_INSTRUCTION_
Translate this sentence from the article about construction in Sydney into Spanish: "A $1.1 billion lawsuit brought by Acciona against the NSW Government is now before the courts."

_TEXT SECTION_
--------------------

Roads to Nowhere A city besieged by construction

Text: Sonya Voumard

Within the mangle of wire-mesh fencing and low, bright orange hard-plastic barricades housing the long hole along George Street that will someday transform into Sydney Light Rail, there are tools, frequently downed, along with a sparse scattering of workers.

According to news reports, the project has been on a “go-slow” for much of this year due to a dispute between the Spanish-based construction company Acciona and the NSW Government. A $1.1 billion lawsuit brought by Acciona against the NSW Government is now before the courts.

The go-slow is a mixed blessing for those of us who, since October 2015, have been daily dodging our way around the construction on our way to work. In those first months, cheerful, young, often Irish-accented workers wearing helmets and hi-vis coats were on hand to restrain pedestrians in business clothes from death dashes. Ankles have twisted, horns blasted, lights been run, tempers frayed – more than usual for the CBD – in the interim. We’ve put up with it because we are building tomorrow’s Sydney. We must do our bit. That’s life in the big city. We’re not anti-development, we’re just… exhausted.

--------------------

_EXTRACTED MATERIAL_
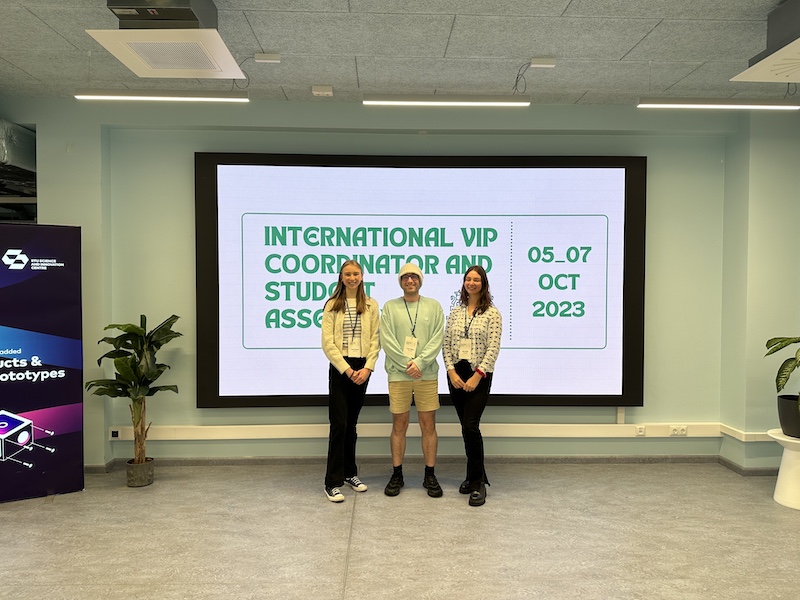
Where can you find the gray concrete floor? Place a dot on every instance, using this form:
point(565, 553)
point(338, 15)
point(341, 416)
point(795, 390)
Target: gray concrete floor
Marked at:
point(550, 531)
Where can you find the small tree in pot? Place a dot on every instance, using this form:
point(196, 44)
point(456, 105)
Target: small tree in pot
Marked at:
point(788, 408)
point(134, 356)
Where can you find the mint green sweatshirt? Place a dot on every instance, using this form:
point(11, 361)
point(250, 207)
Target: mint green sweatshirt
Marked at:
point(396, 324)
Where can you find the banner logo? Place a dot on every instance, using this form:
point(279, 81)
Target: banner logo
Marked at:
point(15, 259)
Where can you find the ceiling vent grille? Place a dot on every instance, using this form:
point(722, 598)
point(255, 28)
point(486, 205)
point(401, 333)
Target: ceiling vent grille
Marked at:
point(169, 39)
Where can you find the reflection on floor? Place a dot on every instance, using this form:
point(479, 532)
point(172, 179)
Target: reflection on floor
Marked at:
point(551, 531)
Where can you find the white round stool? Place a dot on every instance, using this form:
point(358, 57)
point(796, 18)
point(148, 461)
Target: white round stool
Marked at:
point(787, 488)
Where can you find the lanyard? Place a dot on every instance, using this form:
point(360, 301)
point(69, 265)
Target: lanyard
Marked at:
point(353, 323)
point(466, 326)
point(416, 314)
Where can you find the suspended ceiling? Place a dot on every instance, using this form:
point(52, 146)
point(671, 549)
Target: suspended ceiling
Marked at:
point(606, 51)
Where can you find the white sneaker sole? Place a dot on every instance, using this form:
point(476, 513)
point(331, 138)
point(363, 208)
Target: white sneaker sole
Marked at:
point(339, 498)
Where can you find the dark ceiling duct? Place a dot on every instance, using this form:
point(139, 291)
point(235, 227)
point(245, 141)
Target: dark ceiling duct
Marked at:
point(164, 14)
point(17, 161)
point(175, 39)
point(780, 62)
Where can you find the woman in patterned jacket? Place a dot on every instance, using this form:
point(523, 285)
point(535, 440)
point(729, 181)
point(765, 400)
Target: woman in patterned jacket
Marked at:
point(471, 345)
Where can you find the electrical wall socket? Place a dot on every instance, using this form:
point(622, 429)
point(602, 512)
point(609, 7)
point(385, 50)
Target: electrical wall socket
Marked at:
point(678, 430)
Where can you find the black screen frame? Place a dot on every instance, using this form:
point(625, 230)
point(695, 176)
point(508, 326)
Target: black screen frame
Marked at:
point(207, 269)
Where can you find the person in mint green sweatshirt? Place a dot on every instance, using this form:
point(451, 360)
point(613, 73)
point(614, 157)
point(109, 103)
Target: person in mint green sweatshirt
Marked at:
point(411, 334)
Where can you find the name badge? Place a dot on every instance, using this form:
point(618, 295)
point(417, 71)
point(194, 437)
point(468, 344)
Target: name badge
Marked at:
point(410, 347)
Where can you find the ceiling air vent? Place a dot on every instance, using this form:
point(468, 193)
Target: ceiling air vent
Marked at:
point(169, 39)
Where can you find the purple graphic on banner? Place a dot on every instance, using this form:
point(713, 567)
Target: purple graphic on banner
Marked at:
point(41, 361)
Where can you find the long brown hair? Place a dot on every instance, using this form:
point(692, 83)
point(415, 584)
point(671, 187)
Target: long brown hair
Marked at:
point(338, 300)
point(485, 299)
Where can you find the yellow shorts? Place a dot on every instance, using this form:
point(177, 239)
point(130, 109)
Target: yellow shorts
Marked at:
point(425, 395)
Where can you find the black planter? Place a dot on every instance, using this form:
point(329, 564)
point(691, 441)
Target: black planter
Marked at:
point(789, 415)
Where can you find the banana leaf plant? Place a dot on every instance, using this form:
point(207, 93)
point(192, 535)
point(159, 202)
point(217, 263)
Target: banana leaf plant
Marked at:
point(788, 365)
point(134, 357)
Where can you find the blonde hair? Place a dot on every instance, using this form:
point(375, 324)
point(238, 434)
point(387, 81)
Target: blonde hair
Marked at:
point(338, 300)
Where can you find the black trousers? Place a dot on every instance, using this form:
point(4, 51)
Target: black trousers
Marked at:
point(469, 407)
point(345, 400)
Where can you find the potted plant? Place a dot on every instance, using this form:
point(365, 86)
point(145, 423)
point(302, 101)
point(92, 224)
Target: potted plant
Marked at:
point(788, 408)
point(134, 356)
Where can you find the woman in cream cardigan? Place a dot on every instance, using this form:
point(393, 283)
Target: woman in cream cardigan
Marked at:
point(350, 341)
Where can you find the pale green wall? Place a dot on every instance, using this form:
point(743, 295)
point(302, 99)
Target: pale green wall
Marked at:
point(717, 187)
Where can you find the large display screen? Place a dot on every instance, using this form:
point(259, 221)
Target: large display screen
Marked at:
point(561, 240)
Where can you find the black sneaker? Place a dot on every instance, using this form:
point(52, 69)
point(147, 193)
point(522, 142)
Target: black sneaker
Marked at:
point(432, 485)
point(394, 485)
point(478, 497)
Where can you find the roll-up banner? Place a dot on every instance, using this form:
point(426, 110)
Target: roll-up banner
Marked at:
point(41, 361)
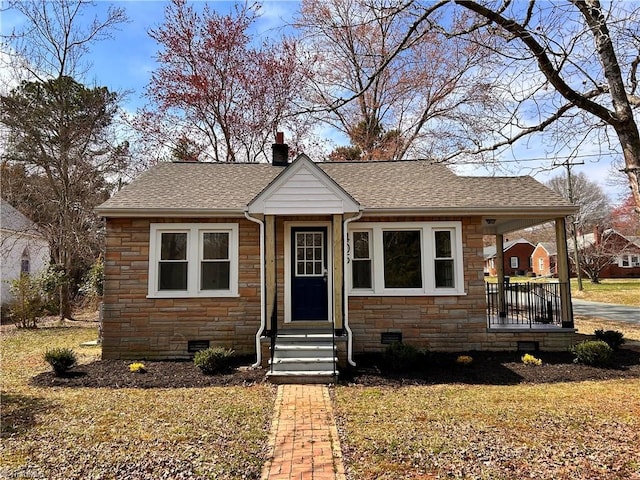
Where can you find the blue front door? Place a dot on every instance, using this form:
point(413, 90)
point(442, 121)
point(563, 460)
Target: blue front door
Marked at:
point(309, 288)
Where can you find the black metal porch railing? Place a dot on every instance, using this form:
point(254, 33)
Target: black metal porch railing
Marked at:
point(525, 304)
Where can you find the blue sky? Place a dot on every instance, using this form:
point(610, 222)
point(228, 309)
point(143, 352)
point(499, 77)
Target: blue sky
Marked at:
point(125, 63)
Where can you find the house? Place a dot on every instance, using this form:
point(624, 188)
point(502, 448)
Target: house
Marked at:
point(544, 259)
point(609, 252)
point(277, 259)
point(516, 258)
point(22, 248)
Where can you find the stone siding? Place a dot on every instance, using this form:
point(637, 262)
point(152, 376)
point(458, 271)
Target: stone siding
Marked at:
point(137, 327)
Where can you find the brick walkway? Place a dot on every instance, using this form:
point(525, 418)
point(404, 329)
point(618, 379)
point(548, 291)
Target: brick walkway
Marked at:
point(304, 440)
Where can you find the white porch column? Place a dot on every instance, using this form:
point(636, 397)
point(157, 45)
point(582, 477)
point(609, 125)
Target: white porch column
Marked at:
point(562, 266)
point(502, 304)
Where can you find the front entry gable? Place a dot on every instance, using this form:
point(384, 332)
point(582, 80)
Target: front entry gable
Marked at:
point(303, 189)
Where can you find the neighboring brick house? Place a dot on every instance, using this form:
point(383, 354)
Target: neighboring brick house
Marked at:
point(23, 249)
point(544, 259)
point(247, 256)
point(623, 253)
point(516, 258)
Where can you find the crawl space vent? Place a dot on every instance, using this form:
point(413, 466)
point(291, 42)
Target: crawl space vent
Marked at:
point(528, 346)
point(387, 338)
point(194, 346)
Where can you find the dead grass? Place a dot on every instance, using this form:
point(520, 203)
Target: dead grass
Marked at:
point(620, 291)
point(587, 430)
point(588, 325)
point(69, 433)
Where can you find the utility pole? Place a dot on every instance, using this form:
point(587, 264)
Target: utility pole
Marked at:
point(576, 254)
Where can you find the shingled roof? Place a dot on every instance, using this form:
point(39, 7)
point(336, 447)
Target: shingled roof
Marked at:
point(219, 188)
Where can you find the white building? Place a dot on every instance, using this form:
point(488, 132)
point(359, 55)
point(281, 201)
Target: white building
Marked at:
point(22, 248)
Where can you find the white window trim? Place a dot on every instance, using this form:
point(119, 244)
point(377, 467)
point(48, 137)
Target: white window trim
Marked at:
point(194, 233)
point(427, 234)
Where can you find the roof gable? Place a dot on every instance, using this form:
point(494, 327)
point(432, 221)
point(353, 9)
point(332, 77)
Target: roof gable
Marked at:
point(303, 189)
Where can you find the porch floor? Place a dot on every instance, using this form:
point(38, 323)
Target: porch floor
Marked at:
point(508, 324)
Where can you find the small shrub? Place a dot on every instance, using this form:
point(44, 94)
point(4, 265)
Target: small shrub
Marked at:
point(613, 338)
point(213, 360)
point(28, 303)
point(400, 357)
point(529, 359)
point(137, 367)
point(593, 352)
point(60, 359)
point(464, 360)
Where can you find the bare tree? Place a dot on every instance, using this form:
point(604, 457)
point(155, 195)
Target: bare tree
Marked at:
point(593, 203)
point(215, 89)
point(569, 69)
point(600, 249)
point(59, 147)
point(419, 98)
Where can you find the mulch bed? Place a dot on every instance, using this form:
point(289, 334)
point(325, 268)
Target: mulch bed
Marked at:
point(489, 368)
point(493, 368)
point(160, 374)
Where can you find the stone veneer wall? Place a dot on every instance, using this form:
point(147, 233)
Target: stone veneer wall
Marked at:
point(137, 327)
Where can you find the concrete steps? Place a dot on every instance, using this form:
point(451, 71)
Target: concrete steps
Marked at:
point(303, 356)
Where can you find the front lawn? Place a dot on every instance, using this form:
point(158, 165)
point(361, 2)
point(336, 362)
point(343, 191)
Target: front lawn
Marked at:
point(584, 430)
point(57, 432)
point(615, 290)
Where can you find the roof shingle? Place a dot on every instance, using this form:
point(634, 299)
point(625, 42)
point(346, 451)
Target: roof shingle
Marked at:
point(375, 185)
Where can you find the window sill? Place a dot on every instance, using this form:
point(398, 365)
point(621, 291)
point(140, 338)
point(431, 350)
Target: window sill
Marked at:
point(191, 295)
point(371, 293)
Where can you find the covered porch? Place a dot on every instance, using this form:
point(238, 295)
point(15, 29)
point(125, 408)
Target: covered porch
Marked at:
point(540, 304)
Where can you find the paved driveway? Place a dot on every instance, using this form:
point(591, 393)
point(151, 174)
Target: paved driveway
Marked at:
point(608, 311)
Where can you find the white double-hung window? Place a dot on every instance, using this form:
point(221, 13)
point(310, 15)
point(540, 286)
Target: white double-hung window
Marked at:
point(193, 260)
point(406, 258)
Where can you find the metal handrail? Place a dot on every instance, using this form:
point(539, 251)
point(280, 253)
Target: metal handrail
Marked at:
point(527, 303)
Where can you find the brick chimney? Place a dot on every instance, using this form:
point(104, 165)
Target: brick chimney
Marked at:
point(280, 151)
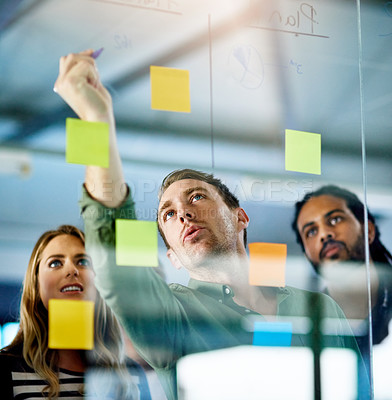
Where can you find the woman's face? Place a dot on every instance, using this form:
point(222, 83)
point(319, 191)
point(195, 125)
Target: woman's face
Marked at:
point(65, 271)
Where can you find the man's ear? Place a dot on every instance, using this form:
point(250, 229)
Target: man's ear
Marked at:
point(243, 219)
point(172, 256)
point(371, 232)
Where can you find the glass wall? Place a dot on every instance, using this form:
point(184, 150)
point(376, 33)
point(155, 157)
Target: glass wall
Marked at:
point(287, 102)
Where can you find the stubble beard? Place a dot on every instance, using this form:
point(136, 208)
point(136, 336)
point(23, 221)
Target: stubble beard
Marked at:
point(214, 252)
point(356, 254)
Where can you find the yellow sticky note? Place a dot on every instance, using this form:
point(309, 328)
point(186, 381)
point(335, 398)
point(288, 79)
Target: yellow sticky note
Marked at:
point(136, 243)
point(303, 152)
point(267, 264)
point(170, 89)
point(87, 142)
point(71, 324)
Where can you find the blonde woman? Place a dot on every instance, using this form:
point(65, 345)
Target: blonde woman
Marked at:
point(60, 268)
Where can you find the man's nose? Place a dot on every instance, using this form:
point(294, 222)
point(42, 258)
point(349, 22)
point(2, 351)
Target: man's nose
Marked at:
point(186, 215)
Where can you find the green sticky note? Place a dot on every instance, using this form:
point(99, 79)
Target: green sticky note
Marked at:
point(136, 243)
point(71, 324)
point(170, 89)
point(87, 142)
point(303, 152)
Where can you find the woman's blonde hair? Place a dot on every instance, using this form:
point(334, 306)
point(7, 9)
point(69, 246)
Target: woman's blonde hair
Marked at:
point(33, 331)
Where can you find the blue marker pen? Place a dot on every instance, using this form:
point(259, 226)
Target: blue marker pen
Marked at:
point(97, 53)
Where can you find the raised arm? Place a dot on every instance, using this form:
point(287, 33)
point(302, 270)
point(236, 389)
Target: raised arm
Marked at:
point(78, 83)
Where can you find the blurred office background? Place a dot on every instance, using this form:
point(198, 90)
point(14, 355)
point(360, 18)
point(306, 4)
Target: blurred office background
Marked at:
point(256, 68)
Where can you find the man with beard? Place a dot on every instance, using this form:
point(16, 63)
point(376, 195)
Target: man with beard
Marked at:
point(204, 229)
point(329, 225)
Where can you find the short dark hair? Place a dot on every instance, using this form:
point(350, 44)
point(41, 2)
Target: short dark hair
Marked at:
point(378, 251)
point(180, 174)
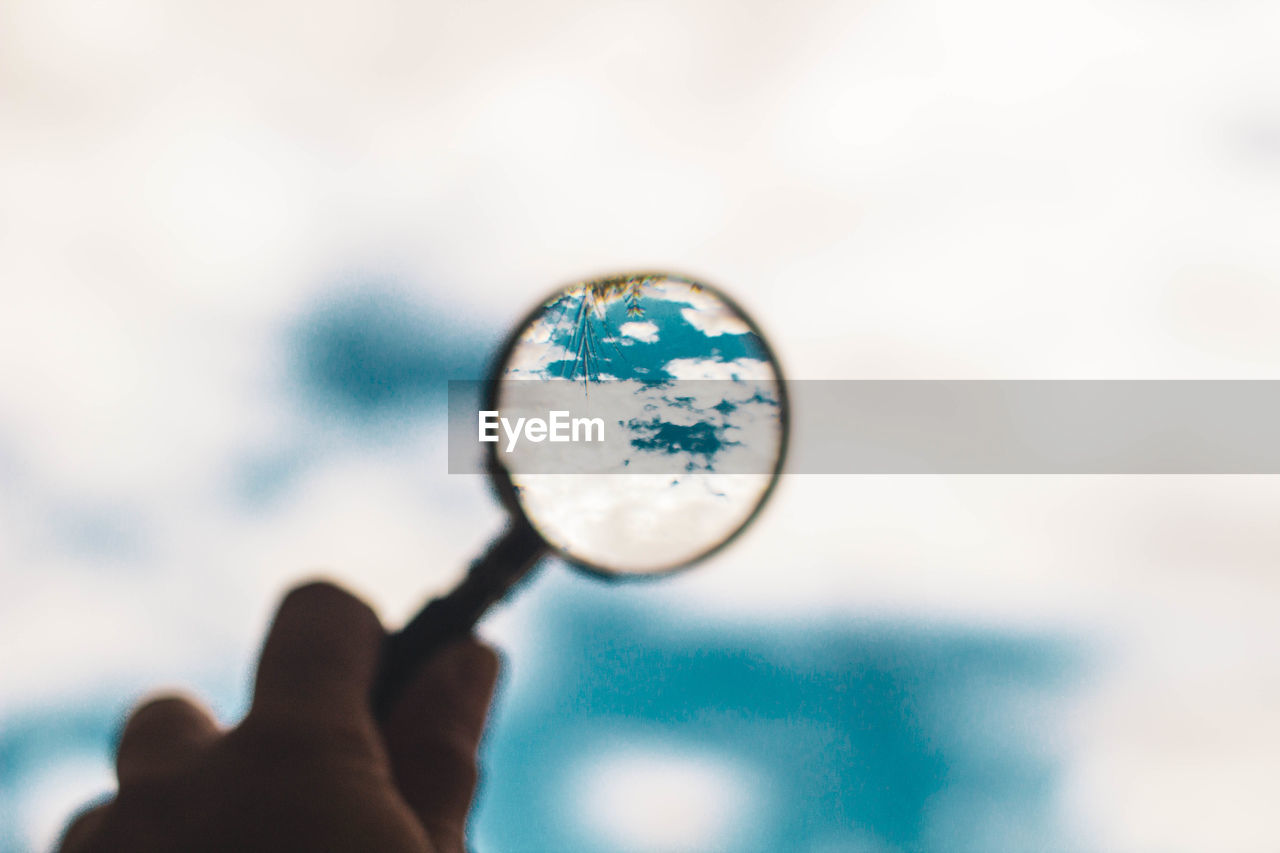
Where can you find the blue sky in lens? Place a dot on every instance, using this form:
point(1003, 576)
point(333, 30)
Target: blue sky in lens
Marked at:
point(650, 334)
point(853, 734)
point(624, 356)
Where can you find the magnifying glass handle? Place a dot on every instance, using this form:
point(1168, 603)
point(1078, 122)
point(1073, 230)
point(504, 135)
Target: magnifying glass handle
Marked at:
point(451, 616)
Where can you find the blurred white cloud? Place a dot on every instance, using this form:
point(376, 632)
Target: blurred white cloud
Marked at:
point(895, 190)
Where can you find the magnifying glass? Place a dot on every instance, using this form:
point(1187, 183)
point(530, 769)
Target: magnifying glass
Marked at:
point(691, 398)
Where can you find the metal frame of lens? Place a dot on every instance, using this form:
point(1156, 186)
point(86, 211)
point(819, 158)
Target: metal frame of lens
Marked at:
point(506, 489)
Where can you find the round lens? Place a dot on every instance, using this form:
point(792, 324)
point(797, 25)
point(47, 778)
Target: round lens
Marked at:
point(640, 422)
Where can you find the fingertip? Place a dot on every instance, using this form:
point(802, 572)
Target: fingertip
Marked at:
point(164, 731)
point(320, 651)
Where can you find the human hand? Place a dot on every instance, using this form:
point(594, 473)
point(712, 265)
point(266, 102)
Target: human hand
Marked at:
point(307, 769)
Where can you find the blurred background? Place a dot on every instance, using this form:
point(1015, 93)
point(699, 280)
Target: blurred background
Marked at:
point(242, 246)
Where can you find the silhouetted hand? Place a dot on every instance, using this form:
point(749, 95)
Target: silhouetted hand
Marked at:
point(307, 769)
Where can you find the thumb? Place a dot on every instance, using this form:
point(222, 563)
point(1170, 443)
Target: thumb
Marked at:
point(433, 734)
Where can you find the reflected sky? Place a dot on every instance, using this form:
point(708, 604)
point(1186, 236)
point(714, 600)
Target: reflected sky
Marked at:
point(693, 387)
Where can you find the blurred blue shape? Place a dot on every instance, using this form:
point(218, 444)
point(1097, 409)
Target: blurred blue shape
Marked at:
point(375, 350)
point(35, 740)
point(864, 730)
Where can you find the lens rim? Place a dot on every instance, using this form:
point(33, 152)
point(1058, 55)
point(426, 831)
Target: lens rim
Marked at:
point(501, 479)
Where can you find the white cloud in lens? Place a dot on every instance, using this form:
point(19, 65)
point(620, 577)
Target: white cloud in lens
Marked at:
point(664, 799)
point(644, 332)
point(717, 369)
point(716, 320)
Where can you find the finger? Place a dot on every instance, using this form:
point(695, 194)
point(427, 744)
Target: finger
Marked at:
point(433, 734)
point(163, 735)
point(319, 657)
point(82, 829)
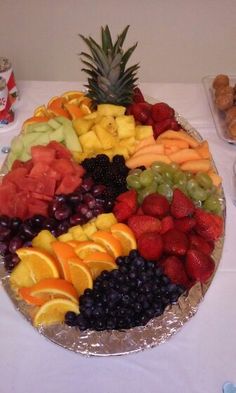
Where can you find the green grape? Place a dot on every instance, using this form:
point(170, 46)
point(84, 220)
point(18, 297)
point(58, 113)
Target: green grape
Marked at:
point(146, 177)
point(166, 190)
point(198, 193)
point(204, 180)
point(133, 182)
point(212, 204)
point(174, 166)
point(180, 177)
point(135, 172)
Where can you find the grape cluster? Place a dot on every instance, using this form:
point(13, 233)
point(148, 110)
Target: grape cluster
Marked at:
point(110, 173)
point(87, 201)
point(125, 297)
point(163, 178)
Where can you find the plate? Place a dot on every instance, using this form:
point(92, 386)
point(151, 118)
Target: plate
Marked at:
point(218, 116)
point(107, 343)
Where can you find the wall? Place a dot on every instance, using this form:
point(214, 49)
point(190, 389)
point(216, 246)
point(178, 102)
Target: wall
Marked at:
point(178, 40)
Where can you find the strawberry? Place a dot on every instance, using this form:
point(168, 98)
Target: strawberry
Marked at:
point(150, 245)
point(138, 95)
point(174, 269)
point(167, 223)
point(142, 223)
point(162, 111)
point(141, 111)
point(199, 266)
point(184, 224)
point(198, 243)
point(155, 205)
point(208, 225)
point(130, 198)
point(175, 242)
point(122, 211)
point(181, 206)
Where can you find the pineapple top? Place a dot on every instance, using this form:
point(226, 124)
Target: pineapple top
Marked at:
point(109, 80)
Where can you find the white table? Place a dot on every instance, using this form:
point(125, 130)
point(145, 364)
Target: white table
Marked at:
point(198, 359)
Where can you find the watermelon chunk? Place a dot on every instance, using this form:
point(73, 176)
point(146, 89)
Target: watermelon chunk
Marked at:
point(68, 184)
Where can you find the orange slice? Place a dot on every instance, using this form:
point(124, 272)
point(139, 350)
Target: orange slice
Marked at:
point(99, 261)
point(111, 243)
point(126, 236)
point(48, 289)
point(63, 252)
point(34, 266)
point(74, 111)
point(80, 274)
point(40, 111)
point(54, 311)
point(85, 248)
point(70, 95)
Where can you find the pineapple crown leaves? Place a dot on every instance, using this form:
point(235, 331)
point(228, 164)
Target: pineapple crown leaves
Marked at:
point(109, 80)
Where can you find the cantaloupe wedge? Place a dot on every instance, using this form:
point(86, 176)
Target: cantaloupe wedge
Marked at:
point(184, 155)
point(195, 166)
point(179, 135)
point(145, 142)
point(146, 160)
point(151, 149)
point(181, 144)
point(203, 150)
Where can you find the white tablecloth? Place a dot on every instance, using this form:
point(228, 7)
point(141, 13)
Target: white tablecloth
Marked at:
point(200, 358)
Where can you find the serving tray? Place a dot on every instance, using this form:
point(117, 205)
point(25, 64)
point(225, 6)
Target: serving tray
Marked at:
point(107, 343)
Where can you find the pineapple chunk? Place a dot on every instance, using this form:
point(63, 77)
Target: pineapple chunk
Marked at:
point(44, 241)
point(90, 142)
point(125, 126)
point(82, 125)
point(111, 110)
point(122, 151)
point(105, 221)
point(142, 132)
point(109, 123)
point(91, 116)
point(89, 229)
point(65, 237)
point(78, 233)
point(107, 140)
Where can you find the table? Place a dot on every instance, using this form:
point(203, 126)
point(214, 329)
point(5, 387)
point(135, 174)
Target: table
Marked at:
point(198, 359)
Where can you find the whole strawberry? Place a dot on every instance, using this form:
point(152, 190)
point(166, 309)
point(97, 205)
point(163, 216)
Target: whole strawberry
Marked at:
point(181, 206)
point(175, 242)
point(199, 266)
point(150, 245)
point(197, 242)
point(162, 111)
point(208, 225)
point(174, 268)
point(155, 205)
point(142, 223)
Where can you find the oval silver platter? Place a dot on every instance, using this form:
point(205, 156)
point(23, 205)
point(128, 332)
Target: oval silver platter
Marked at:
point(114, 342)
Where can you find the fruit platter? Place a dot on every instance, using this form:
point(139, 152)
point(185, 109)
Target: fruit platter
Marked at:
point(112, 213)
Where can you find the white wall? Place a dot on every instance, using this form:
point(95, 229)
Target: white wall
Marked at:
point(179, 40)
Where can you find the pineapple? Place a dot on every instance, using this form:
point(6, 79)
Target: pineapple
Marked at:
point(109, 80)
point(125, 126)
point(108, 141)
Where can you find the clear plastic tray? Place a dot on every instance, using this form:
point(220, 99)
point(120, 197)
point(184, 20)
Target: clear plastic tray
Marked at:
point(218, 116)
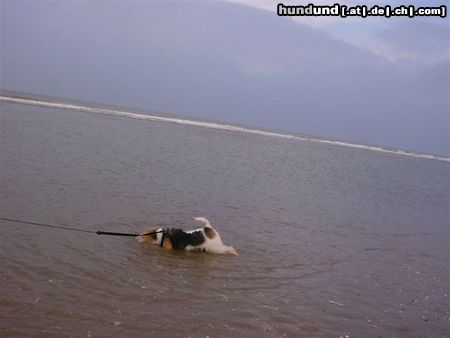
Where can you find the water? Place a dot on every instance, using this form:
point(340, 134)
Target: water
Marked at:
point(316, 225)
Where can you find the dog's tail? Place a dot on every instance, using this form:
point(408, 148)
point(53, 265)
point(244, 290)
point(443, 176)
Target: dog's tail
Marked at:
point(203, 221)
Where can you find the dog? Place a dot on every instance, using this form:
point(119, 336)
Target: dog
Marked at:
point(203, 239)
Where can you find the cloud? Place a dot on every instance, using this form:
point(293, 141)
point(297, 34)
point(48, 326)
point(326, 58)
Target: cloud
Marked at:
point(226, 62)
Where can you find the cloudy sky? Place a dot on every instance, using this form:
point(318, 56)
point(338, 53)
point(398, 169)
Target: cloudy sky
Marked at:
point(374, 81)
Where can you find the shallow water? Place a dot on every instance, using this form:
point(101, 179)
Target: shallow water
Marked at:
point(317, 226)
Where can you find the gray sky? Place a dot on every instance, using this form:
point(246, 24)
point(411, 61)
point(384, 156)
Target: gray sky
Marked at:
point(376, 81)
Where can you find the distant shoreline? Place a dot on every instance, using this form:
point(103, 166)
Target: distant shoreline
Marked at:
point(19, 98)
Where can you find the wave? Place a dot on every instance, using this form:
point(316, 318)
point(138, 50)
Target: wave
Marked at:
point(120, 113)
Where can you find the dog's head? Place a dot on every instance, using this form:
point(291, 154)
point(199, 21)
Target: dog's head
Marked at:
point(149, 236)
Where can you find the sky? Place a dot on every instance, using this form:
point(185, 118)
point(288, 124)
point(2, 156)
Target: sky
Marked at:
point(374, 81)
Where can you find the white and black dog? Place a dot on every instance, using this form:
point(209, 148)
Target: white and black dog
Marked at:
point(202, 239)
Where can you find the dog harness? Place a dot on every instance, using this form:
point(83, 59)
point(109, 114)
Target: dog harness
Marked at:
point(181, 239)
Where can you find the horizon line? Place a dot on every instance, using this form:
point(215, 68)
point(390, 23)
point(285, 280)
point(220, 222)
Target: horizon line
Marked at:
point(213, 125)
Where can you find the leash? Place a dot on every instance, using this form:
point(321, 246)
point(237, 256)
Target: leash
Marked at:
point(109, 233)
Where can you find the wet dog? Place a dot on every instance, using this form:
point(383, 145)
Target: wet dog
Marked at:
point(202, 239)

--------------------

_REPLY TO THE EXERCISE_
Una demanda de 1.100 millones de dólares presentada por Acciona contra el Gobierno de NSW se encuentra ahora ante los tribunales.